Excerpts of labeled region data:
========
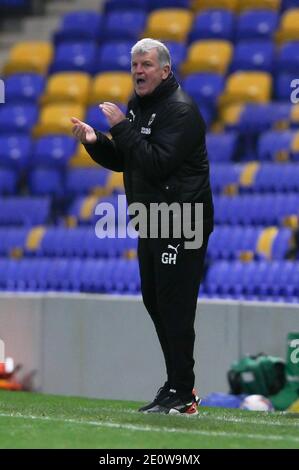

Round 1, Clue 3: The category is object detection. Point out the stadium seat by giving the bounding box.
[164,41,187,75]
[227,101,292,134]
[33,102,85,137]
[276,41,299,78]
[236,10,279,40]
[104,0,149,12]
[94,41,134,74]
[252,163,299,193]
[3,41,53,75]
[211,163,242,194]
[274,71,294,101]
[49,40,98,74]
[182,73,224,108]
[276,8,299,44]
[69,144,99,168]
[5,73,45,104]
[0,169,18,195]
[238,0,281,12]
[0,196,50,226]
[102,9,146,42]
[181,39,233,75]
[188,10,235,43]
[191,0,238,12]
[230,39,274,72]
[149,0,190,10]
[54,10,102,44]
[0,134,32,172]
[0,103,38,134]
[41,72,91,105]
[257,130,294,161]
[28,168,64,197]
[206,132,238,163]
[89,72,133,104]
[143,8,193,41]
[85,104,126,133]
[0,227,30,257]
[31,135,77,169]
[66,166,110,196]
[219,71,272,106]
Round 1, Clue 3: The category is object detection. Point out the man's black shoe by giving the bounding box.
[143,390,201,416]
[138,382,170,413]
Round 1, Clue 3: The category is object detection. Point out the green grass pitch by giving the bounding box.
[0,391,299,449]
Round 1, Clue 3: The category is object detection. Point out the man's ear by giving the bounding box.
[162,65,170,80]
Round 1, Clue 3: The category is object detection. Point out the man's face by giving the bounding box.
[131,49,170,97]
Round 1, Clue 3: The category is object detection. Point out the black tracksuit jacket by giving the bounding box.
[86,74,213,400]
[85,74,213,226]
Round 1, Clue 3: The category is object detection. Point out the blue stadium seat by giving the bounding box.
[31,135,77,168]
[0,168,18,195]
[182,73,224,108]
[28,168,64,197]
[0,134,32,171]
[104,0,150,12]
[206,132,238,163]
[274,71,295,101]
[49,41,97,74]
[66,168,110,195]
[236,10,279,40]
[149,0,191,10]
[188,10,235,43]
[236,102,291,134]
[54,10,102,44]
[214,193,299,225]
[102,10,146,41]
[85,103,126,133]
[230,39,274,72]
[0,227,29,256]
[257,130,294,161]
[210,163,243,193]
[252,163,299,192]
[164,41,187,76]
[0,103,38,134]
[5,73,45,104]
[0,196,51,226]
[94,40,134,73]
[276,41,299,74]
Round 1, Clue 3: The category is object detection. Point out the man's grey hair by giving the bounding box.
[131,38,171,68]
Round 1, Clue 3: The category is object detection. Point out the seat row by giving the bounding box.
[203,261,299,301]
[0,258,140,294]
[0,225,296,262]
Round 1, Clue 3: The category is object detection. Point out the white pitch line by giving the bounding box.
[0,413,299,443]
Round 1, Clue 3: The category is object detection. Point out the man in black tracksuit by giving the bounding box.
[72,39,213,415]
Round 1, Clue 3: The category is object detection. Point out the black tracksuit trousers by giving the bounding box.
[138,234,209,399]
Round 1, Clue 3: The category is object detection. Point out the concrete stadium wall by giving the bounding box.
[0,293,299,400]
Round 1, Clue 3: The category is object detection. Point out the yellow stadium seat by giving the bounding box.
[106,171,125,193]
[33,103,85,137]
[143,8,193,41]
[89,72,133,104]
[3,41,53,75]
[182,39,233,74]
[191,0,238,12]
[291,104,299,127]
[291,131,299,154]
[218,72,272,107]
[275,8,299,43]
[256,227,278,259]
[219,104,244,126]
[69,144,99,168]
[238,0,281,13]
[41,72,91,104]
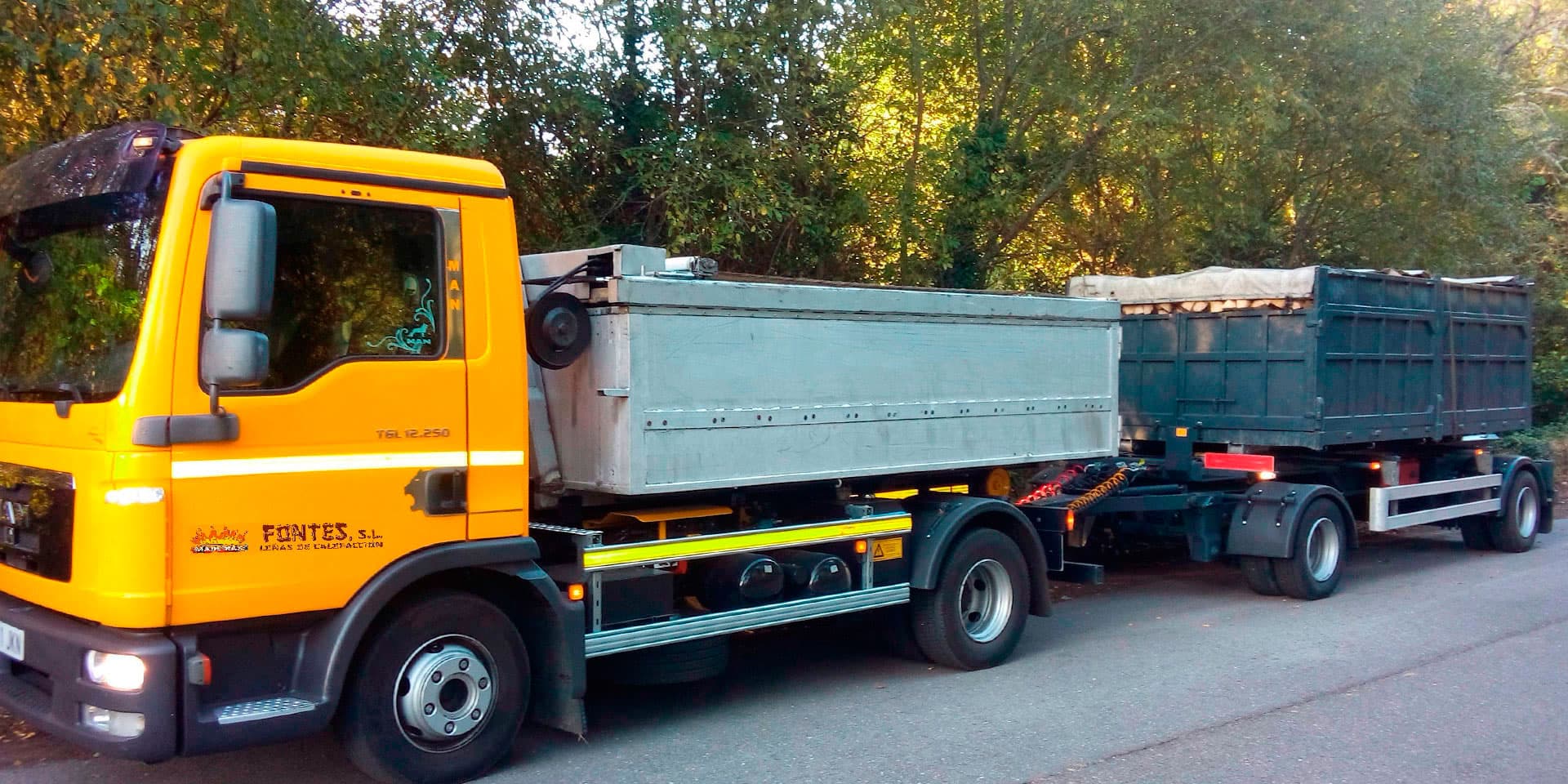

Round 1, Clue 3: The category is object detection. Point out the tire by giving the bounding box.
[1272,499,1350,600]
[1491,469,1541,552]
[1241,555,1284,596]
[1460,518,1498,550]
[337,593,530,784]
[910,528,1029,670]
[595,635,729,685]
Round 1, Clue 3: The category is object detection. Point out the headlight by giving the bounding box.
[87,651,147,692]
[82,702,147,738]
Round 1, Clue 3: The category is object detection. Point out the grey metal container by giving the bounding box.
[522,246,1120,496]
[1076,266,1530,448]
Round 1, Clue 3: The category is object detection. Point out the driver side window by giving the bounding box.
[254,194,443,390]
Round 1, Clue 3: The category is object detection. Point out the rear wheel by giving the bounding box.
[1273,499,1348,600]
[1491,469,1541,552]
[910,528,1029,670]
[337,593,528,784]
[1242,555,1284,596]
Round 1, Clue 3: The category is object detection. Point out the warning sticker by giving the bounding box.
[872,537,903,561]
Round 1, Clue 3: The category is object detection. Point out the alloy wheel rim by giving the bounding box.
[958,559,1013,643]
[1306,518,1339,581]
[394,635,496,753]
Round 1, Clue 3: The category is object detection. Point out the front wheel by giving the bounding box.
========
◆ REQUIREMENT ◆
Recast the stretch of the records from the line containing "shoe by giving the bounding box." through the line containing "[0,391,299,449]" as a JSON list of strings, one per line, with blank lines left out.

◆ EXERCISE OUTPUT ◆
[
  "Round 1, Clue 3: The category is object detection. Point out the man's black shoe by giving the bounding box.",
  "[143,390,201,416]",
  "[138,382,170,413]",
  "Round 1, Clue 3: The category is object detection. Point out the green grass pitch by giving the bounding box.",
  "[0,391,299,449]"
]